Exercise prompt:
Beginning with the line that holds "Point out black comb", copy each line through the end of the material below, exactly and with no pictures.

Working data:
((

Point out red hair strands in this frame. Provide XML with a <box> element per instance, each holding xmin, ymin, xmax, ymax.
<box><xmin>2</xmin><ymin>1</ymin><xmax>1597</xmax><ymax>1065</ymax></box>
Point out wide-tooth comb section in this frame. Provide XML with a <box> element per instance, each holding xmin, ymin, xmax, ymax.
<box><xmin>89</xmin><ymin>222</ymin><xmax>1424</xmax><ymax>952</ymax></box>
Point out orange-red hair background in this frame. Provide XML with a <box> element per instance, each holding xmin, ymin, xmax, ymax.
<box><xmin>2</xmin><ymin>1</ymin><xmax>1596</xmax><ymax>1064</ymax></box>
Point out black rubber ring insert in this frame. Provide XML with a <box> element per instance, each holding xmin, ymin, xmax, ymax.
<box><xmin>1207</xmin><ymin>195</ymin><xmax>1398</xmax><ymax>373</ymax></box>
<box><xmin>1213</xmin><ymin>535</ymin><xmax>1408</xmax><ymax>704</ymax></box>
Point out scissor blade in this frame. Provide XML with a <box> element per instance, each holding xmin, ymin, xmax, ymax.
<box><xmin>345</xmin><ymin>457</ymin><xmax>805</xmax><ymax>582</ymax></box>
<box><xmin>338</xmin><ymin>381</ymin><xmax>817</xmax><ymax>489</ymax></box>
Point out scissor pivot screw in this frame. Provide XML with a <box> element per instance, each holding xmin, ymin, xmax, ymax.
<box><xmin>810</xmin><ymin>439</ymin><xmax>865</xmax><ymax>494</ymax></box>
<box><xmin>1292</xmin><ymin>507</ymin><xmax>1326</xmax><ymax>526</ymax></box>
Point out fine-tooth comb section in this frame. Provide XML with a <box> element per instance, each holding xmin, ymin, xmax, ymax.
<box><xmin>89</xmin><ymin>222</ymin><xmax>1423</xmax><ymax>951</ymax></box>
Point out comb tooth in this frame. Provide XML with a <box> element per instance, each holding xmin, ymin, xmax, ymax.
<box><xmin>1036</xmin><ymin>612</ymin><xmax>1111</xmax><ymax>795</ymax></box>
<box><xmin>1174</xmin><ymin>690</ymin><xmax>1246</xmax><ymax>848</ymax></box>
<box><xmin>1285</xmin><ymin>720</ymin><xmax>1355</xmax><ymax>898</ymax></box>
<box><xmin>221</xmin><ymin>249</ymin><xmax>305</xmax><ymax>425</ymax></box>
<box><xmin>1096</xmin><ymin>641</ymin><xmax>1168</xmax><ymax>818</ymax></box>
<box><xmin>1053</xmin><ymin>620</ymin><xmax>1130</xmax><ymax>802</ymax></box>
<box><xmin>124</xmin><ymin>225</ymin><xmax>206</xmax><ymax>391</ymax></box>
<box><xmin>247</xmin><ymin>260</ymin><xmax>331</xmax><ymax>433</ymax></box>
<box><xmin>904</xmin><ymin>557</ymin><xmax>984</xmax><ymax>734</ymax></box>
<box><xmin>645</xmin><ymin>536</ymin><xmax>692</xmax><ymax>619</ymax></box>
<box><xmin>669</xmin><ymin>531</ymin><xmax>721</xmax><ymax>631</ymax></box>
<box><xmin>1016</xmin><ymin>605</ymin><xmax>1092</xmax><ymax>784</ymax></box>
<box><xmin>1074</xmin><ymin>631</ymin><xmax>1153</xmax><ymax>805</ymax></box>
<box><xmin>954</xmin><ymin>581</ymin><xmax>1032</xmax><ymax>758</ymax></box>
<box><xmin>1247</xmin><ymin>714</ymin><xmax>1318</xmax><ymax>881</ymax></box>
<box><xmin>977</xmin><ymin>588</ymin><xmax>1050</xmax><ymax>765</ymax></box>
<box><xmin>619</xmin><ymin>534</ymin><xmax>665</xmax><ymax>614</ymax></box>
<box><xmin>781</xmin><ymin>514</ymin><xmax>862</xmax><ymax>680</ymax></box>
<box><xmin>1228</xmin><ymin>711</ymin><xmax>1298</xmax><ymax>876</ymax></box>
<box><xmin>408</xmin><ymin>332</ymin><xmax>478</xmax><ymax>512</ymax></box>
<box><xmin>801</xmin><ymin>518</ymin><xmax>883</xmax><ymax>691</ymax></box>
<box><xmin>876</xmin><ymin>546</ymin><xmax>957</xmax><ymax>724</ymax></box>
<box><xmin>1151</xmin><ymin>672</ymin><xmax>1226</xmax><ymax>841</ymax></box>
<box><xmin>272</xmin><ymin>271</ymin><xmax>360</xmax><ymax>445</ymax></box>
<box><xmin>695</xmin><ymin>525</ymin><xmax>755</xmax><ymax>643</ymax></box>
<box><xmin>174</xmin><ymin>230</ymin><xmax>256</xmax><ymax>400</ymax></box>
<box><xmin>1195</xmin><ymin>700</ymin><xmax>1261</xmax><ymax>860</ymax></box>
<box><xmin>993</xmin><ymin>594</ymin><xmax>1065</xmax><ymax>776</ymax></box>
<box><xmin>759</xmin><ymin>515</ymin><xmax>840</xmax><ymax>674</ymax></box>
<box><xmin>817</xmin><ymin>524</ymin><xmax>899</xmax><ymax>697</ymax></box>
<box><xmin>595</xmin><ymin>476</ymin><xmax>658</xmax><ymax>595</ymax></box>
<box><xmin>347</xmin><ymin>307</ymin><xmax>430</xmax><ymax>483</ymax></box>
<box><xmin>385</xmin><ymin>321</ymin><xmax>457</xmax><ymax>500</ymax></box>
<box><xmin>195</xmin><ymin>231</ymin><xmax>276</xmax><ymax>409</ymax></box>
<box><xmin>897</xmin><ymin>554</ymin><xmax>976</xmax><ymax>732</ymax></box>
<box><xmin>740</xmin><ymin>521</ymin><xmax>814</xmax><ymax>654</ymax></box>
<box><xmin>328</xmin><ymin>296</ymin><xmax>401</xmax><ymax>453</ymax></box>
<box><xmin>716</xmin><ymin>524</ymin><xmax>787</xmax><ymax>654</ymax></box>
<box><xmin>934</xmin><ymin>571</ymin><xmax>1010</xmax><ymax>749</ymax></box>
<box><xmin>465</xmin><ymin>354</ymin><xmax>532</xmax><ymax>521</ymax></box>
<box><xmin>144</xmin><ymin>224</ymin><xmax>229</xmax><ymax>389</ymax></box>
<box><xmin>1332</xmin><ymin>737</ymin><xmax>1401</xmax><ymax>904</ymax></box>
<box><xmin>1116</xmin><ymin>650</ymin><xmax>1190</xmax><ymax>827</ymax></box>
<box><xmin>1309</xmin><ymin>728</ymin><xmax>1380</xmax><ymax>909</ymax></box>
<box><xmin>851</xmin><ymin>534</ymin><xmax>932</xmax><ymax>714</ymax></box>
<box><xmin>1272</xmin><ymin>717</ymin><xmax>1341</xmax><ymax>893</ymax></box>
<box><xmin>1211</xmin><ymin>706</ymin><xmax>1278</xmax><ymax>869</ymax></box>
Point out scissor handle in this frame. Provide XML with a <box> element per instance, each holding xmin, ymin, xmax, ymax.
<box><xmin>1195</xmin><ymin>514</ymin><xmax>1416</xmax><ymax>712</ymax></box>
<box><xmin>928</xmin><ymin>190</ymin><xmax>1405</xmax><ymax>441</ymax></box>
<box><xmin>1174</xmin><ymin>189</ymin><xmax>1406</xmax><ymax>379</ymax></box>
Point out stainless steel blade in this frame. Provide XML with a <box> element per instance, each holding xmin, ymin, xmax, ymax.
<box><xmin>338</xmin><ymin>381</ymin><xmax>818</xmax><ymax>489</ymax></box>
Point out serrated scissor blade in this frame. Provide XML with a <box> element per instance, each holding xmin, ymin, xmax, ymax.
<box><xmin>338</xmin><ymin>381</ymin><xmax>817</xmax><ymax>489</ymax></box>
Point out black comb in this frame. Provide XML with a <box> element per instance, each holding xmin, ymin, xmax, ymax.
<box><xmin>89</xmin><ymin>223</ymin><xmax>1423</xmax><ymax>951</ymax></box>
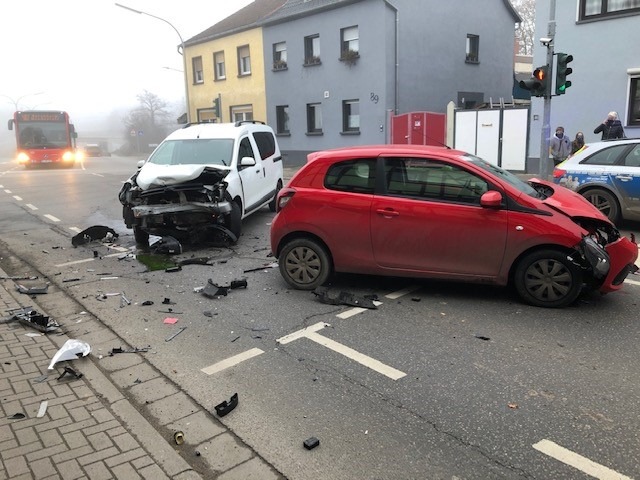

))

Task solution:
Point out black comb in this frame. Provide XML with a <box> element per instance, each holding xmin, ymin, xmax, ymax.
<box><xmin>89</xmin><ymin>223</ymin><xmax>1423</xmax><ymax>951</ymax></box>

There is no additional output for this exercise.